EXERCISE DESCRIPTION >>
Select each line in the rows below that contains the word "door" and copy those lines.

[Start SUPPLIED DATA]

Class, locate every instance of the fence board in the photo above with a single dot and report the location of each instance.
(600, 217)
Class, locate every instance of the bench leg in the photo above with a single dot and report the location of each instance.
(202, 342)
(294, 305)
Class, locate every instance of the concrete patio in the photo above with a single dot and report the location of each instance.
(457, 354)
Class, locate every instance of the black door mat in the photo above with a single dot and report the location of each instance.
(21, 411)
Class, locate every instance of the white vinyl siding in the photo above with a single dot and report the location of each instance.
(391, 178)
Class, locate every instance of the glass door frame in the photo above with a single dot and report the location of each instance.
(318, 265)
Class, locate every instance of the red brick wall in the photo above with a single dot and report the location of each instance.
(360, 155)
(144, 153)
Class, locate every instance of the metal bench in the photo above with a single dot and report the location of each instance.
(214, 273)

[End SUPPLIED DATA]
[Start SUPPLIED DATA]

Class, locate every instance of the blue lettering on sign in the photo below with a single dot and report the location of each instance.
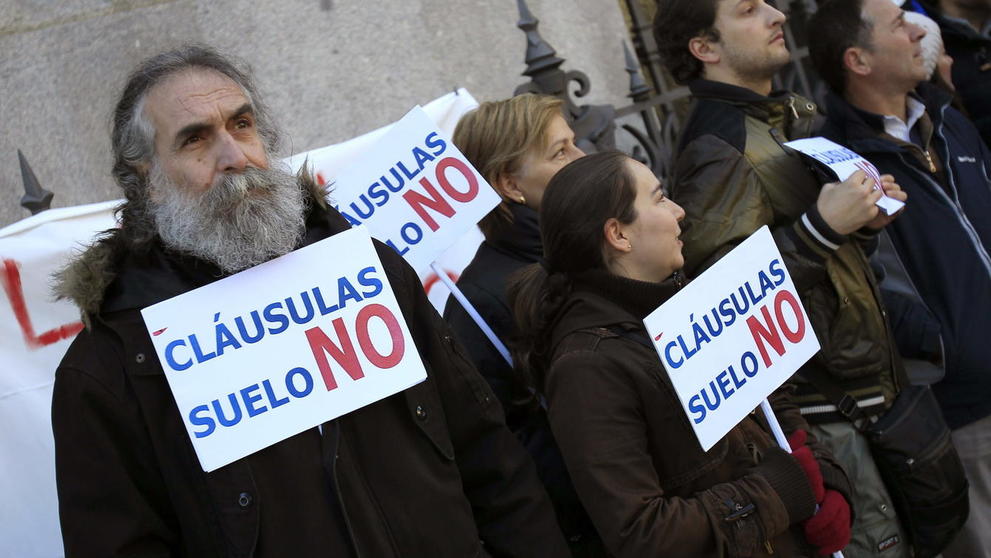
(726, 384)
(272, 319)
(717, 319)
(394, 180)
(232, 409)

[End SUPPLIED DATA]

RESULT BELOW >>
Class, locate every instance of the black door mat in the photo above with a single dot and report the location of each instance.
Class, locate every instance of the glass door frame in the photo above with a single dot and report the location of each instance.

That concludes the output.